__DATA RECORDS__:
((
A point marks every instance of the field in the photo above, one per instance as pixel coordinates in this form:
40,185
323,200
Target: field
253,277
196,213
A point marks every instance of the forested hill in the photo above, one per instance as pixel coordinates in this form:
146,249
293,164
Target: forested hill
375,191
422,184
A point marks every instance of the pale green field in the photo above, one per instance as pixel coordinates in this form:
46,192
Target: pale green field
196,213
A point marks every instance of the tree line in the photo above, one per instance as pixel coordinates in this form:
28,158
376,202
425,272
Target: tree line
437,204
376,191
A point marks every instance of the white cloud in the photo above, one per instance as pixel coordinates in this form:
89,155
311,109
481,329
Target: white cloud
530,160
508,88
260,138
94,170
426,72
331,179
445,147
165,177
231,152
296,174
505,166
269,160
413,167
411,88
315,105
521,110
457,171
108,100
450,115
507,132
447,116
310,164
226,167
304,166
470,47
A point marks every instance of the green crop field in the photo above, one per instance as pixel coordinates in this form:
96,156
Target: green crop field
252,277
))
__TASK DESCRIPTION__:
Look above for the line containing "A point marks every instance of the green"; copy from it through the last line, exactly, and nothing more.

__FINISHED TASK__:
A point marks every instance of the green crop field in the photo above, one per instance as pixel coordinates in this form:
96,156
Target: green crop field
252,277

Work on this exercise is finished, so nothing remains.